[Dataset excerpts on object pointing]
┄┄┄┄┄┄┄┄┄┄

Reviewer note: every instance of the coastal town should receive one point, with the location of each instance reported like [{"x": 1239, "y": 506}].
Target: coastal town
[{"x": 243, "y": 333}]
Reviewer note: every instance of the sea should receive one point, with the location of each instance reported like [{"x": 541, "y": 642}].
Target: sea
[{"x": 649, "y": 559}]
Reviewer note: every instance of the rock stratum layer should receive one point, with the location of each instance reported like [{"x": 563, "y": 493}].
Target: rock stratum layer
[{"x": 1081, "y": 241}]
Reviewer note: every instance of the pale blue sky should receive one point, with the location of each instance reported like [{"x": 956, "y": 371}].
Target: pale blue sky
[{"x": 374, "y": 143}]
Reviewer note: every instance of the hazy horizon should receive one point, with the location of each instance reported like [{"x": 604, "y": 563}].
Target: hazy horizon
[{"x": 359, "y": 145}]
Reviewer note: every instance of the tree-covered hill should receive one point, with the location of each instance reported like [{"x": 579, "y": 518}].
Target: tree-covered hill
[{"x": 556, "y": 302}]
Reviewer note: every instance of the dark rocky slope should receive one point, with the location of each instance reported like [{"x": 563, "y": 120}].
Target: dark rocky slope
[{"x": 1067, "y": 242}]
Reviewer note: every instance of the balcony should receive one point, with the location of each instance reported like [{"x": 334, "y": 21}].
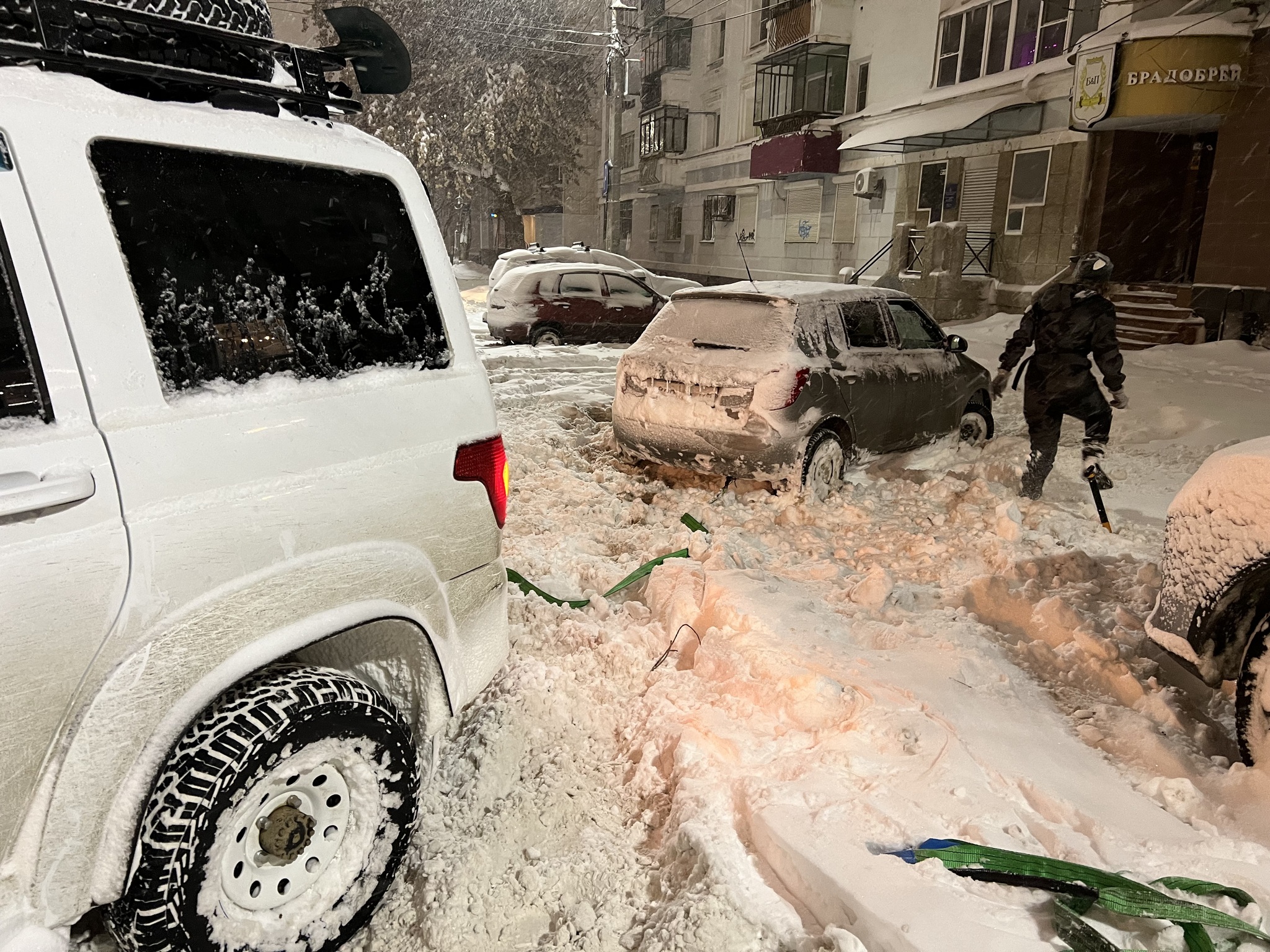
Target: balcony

┄┄┄┄┄┄┄┄┄┄

▶ **Objective**:
Could you extract every line of the data above word for word, omitting the picture?

▶ **Full solution**:
Reviewer note: every instance of the coastal town should receive one point, with the location of each instance reported like [{"x": 1239, "y": 506}].
Target: coastal town
[{"x": 243, "y": 333}]
Reviewer note: every instance of the sea should receive one point, with the location of each instance reported like [{"x": 541, "y": 642}].
Target: sea
[{"x": 649, "y": 559}]
Reviewer note: every instance of the rock stratum layer should receive one point, with the location of each instance reported like [{"x": 563, "y": 493}].
Target: rock stratum layer
[{"x": 1081, "y": 241}]
Reviewer note: every instance of the pale blue sky should receive one point, with the location of each instance reported like [{"x": 956, "y": 371}].
Target: pale blue sky
[{"x": 374, "y": 143}]
Reviewer note: every instance of the hazy horizon should receive one point, with the location of each instance reported like [{"x": 604, "y": 563}].
Target: hazy horizon
[{"x": 359, "y": 145}]
Reviewer note: every instance of the tree-covered hill should receive one point, with the location of each instance reported like [{"x": 579, "y": 518}].
Target: tree-covered hill
[{"x": 556, "y": 302}]
Reviewer note: every instance of the dark rocky slope should receive one point, with the location of each instance reported like [{"x": 563, "y": 120}].
Target: dark rocky slope
[{"x": 1067, "y": 242}]
Reviewer note: every instance of the balcony should receive one point, with the location of each instance reported like [{"x": 334, "y": 21}].
Target: balcony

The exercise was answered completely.